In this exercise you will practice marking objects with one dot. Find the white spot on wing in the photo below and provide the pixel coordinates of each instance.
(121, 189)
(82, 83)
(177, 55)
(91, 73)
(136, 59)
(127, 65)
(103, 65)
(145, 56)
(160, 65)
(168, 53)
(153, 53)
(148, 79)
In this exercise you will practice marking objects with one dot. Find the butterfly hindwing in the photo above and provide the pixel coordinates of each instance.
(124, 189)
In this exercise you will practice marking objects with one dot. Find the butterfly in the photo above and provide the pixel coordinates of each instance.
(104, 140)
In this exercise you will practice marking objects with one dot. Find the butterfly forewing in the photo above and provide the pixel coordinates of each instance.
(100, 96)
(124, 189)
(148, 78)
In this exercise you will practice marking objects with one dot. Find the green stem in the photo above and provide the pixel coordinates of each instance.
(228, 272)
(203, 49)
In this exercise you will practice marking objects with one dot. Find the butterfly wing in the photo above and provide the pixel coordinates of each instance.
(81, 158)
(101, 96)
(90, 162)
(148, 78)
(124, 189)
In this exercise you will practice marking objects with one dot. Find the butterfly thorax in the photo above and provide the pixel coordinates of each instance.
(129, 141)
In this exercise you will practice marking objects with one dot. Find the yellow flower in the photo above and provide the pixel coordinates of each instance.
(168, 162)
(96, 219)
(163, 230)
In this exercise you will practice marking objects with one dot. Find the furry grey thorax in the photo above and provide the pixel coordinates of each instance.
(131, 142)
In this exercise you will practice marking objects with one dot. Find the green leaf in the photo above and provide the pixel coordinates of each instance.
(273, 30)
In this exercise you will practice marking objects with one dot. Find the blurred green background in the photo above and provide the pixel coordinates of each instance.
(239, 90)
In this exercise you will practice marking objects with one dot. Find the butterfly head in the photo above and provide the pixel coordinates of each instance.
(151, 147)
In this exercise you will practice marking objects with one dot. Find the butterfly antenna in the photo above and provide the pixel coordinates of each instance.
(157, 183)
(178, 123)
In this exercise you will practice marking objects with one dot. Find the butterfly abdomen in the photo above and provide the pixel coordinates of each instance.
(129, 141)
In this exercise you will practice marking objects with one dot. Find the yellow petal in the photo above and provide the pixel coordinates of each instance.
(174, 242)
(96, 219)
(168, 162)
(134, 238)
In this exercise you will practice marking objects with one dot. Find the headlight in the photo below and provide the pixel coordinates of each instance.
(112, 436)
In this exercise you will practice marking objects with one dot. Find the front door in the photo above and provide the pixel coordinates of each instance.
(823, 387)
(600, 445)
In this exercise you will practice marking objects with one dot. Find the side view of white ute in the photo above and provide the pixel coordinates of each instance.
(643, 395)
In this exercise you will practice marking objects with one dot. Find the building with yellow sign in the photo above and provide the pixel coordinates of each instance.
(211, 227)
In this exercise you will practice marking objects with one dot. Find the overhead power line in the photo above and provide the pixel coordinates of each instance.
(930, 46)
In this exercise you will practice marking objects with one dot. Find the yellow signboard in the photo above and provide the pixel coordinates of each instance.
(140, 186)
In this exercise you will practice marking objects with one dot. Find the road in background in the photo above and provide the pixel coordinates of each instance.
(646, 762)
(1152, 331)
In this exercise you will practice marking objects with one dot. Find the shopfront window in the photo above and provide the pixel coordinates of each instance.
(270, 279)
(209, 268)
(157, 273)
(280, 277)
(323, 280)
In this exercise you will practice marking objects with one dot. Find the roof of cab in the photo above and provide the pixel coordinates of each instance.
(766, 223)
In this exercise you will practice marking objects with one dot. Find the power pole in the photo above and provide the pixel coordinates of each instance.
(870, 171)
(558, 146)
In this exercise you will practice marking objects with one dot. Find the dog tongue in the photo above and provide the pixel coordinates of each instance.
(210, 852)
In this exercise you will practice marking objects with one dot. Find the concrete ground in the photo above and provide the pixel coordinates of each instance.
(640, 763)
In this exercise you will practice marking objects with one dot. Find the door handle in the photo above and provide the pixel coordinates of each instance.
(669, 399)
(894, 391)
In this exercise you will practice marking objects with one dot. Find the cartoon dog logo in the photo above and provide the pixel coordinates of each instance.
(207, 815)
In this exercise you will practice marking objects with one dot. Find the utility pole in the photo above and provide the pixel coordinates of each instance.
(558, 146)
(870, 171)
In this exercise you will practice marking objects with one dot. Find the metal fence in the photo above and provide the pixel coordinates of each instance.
# # #
Print every line of the data above word for word, leaving nothing out and changing nothing.

:: EXERCISE RESPONSE ::
In this exercise you will practice marking objects with one dot. Find the white spot on wing in the photo below and provide the pixel coordinates of each instance.
(121, 189)
(82, 83)
(177, 55)
(91, 73)
(136, 59)
(127, 65)
(103, 65)
(145, 56)
(160, 65)
(168, 53)
(153, 53)
(148, 79)
In this exercise you will practice marking objects with one dot. Find the butterfly hindwing in the photo above and provide the pixel coordinates of each instance.
(124, 189)
In this exercise you will practice marking objects with one dot. Find the butterfly in the photo above and provide the pixel coordinates of each instance.
(104, 140)
In this exercise you will practice marking objects with one dot. Find the butterfly forewing in the photo above and provide the pixel coordinates of each instance.
(100, 96)
(124, 189)
(148, 78)
In this exercise you will practice marking objects with one dot. Find the green stem in the photo above and provide the pixel coordinates of each instance.
(228, 272)
(203, 49)
In this exercise you will practice marking objects with one dot. Find the butterfly wing in the photo above and provide the pixel coordinates of each instance.
(81, 158)
(101, 96)
(90, 162)
(148, 78)
(124, 189)
In this exercise you will practice marking objects with one dot. Find the butterfly thorax in the photo above and provide the pixel coordinates of each instance.
(129, 141)
In this exercise you will practice marking objects with one dot. Find the yellow flower in the photo above and provide the pixel coordinates of each instance.
(168, 162)
(96, 219)
(163, 230)
In this exercise you will practice marking objects with one dot. Find the furry grey thorax in the photo above and provide the pixel coordinates of each instance.
(131, 142)
In this exercise you will practice marking objects with one dot. Find the green leaf in the photo above and provide the pixel coordinates of each instance.
(273, 30)
In this exercise you will practice marking objects with one dot. Find the blurred green background in the photo above and provide the pixel coordinates of each instance.
(239, 90)
In this exercise you will practice marking objects with one dot. Find the butterfly head in the photo above and provide the pixel coordinates of each instance.
(151, 147)
In this exercise you will practice marking objects with one dot. Find the butterfly antenna in the photo above and provide the pixel coordinates of each instance.
(157, 183)
(178, 123)
In this exercise you will practice marking objects with one dot. Find the butterfly abdomen in the photo above and provide the pixel coordinates of each instance.
(129, 141)
In this exercise you will practice marking objects with one dot. Find the yellow petal in the photo above and provide the pixel coordinates of each instance.
(174, 242)
(96, 219)
(168, 162)
(134, 238)
In this exercise you will practice marking objects with one dot. Find the headlight in the photo below and provide the pixel coordinates of each instance.
(112, 436)
In this exercise you will practice marking objects with one dot. Find the front door in the photo above and provide the pixel coordinates of each instance.
(823, 387)
(600, 445)
In this exercise you will practice marking objects with one dot. Find the side view of white ute in the photo above and provide the pixel coordinates of each instance.
(643, 395)
In this exercise you will practice marking objects with one dot. Find the building with yellow sign in the photo above and provide the pixel coordinates of each instance.
(211, 227)
In this exercise you will practice marking objects with one dot. Find the overhead power line in the photo above and provide the pixel coordinates of each instance.
(930, 46)
In this exercise you will practice marking objects with one dot. Find the yellow signboard in the photo above and provide the pixel coordinates of each instance.
(140, 186)
In this exercise you will practice marking objects with one dot. Find the road in background in the photo above and provide the pixel coordinates of each instance.
(646, 762)
(1152, 331)
In this exercise you will practice marking objects with one dot. Find the shopfront window in the photo above and provide the pixel coordinates of each instance.
(270, 279)
(209, 268)
(157, 273)
(280, 277)
(323, 280)
In this exercise you will practice marking objects with one dot. Find the roof of cab in the photo above and provide the pixel coordinates of each instance.
(766, 223)
In this exercise you will practice marking objects with one dot. Find the power pole in the photo above and provide the pixel coordinates of each instance.
(870, 171)
(558, 146)
In this exercise you will practice marking objects with one dot. Find the dog tongue in the photo above and provide the pixel coordinates of each instance.
(210, 852)
In this exercise you will practice marking objects with one dot. Find the concrete ground in the photo above and provide the pixel coordinates of each instance.
(640, 763)
In this exercise you will practice marking objects with one dot. Find the door handle in the photo above and provide the pixel coordinates of each instance.
(669, 399)
(894, 391)
In this exercise you will practice marking objects with one dot. Find the cartoon dog logo in the photo above and provide the pixel coordinates of each instance.
(207, 815)
In this exercise you will practice marking objects with one dot. Find the utility pole in the photo above and provide the pixel coordinates of each instance.
(558, 146)
(870, 171)
In this exercise you will practice marking objects with one dot. Find the metal fence in the photo above and provide the pixel coordinates of each instance.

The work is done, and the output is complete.